> _Information shown_
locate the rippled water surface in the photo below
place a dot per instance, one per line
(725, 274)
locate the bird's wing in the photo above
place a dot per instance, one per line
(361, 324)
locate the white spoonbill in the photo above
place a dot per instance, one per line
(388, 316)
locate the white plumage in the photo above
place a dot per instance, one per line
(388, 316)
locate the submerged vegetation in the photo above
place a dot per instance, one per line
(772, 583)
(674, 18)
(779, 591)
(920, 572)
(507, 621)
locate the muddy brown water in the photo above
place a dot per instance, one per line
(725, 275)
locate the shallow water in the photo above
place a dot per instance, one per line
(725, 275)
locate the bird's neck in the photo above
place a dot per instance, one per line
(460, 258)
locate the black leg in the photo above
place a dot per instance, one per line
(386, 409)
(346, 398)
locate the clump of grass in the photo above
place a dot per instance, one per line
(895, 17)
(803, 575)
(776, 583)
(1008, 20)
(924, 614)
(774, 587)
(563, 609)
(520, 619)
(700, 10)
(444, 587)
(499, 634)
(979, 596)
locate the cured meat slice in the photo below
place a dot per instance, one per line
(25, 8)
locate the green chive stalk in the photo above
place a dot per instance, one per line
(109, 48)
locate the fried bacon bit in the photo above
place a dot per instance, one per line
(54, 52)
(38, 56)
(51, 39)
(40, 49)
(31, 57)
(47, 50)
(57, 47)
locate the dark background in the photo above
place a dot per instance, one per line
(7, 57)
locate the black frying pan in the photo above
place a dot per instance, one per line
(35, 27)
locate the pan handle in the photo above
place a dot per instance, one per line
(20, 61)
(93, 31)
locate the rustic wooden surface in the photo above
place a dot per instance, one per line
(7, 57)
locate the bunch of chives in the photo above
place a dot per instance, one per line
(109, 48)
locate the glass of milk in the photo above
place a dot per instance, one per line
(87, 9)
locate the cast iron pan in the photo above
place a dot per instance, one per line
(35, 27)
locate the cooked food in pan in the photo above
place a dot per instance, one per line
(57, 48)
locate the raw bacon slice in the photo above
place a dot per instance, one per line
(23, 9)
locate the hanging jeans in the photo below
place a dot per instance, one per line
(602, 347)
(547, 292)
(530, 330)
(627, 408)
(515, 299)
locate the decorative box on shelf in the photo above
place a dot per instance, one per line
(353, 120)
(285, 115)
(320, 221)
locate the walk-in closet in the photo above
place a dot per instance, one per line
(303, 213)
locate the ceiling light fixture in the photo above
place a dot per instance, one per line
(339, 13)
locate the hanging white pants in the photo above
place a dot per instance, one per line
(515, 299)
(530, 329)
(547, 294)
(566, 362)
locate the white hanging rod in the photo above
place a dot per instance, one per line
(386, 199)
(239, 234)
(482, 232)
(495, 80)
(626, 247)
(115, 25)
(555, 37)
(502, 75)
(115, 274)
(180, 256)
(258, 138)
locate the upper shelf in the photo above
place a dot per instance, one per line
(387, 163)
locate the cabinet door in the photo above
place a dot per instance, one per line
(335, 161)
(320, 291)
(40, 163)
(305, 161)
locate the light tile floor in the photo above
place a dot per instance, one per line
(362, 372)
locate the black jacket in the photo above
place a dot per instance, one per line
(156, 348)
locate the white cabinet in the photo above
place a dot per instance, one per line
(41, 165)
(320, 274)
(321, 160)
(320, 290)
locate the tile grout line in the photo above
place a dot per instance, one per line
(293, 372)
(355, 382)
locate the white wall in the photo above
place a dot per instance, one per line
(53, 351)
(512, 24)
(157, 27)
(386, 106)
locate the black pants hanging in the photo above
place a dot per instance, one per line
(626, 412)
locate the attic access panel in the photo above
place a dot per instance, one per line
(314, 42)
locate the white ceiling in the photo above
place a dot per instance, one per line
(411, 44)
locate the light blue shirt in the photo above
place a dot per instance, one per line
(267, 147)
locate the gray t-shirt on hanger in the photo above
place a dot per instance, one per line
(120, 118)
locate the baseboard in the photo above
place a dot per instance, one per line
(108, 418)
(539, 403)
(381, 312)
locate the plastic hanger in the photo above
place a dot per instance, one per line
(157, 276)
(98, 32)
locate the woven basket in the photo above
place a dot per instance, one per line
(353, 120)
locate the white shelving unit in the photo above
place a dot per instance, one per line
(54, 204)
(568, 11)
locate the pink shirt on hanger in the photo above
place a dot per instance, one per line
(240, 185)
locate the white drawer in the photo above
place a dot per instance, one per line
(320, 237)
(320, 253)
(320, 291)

> _Exercise goal_
Every entry must be duplicated exactly as it was written.

> _Answer below_
locate the rippled water surface in the photo below
place a dot per instance, one per line
(725, 274)
locate the bird's wing in the photo above
place a dot per instance, one per line
(361, 324)
locate the white spoonbill in the photo above
place a dot per instance, one per line
(388, 316)
locate the white plumage in the photo above
place a dot per instance, one per line
(388, 316)
locate the submerged vegetation in the photo above
place a dot per instance, one per line
(772, 583)
(674, 18)
(779, 591)
(920, 572)
(507, 621)
locate the muddy brown water in the photo above
place a dot per instance, one per line
(725, 275)
locate the shallow water in the photo above
place a dot per instance, one per line
(725, 275)
locate the bird's neck in the photo above
place a dot per instance, one per line
(460, 258)
locate the black leg in the photo above
place a dot per instance, one per line
(386, 409)
(346, 398)
locate the clump of grass in the photo above
place a dot per instance, one per line
(895, 17)
(803, 575)
(776, 583)
(1008, 20)
(924, 614)
(774, 587)
(563, 609)
(520, 619)
(700, 10)
(444, 587)
(499, 634)
(979, 596)
locate the cured meat slice in the photo below
place a dot per instance, one per line
(25, 8)
locate the green chive stalk in the photo above
place a dot per instance, one per line
(109, 48)
locate the fried bacon bit in the photo above
place a dot per instance, one per line
(54, 52)
(38, 56)
(51, 39)
(40, 49)
(31, 57)
(47, 50)
(57, 47)
locate the dark background in the photo above
place a dot per instance, one per line
(7, 57)
locate the black frying pan in the photo above
place a dot per instance, one per line
(35, 27)
locate the pan handle in the photo above
place a dot per instance, one per line
(20, 61)
(93, 31)
locate the rustic wooden surface in the photo above
place a dot per instance, one per line
(7, 57)
locate the bunch of chives in the photo above
place a dot per instance, one per line
(109, 48)
locate the glass of milk in the photo above
place a dot per instance, one per line
(87, 9)
locate the cast iron pan in the photo above
place a dot per instance, one per line
(35, 27)
locate the cooked food in pan in the photo above
place a dot per instance, one per line
(57, 48)
locate the raw bacon slice in the photo above
place a dot per instance, one per line
(23, 9)
locate the hanging jeans in the photo below
place a dot per instance, one per line
(602, 347)
(547, 292)
(530, 330)
(627, 408)
(515, 299)
locate the decorative box on shelf in the photo above
place a dot per instance, one per line
(353, 120)
(285, 115)
(320, 221)
locate the walk-in closet in the photo above
place a dot per instance, one per line
(303, 213)
locate the ceiling light fixture in the photo above
place a dot per instance, one per line
(339, 13)
locate the hanging white pants in the photo above
place a dot per instance, one per line
(515, 299)
(530, 329)
(547, 294)
(566, 362)
locate the white hanging rod in the photo above
place a dot per instance, one per line
(386, 199)
(239, 234)
(482, 232)
(495, 80)
(626, 247)
(115, 25)
(555, 37)
(502, 75)
(115, 274)
(180, 256)
(258, 138)
locate the upper shelf in the photo above
place a dot per instance, one per line
(387, 163)
locate the cabinet door in the photo above
place a dot per instance, one per line
(335, 161)
(320, 291)
(40, 163)
(305, 161)
locate the light tile floor in the photo above
place a dot per instance, one per line
(362, 372)
locate the black jacket in the photo above
place a dot per instance, one per line
(156, 348)
locate the white cabinet in the photo above
place a dot per instance, one per line
(41, 165)
(320, 274)
(321, 160)
(320, 290)
locate the tile grout line in the photo above
place a dot per instance, one per line
(293, 372)
(355, 382)
locate the white wall in the photo above
place a dot per instance, one per line
(53, 351)
(512, 24)
(157, 27)
(386, 106)
locate the black pants hanging in the photo above
place a dot per instance, one per line
(626, 412)
locate the attic access panel in the photo above
place a dot per instance, one per line
(314, 42)
locate the white ceiling in the photo above
place a dot per instance, one per line
(411, 44)
locate the light blue shirt in the photo above
place a dot per instance, one per line
(267, 147)
locate the gray t-shirt on hanger in the photo above
place a dot per instance, one per line
(120, 118)
locate the baseboard in the photo above
place a dot per instance, one per line
(108, 418)
(539, 403)
(381, 312)
locate the plastic hanger in the photo above
place a dot per instance, one per line
(157, 276)
(98, 32)
locate the woven basket in the photo above
place a dot per instance, one per line
(353, 120)
locate the white shelving unit in the photo above
place a dot per instance, one per line
(54, 204)
(568, 11)
locate the pink shirt on hanger in the photo above
place a dot per instance, one per line
(240, 185)
locate the white drawer in the photo above
place a dot per instance, one per line
(320, 237)
(320, 253)
(320, 291)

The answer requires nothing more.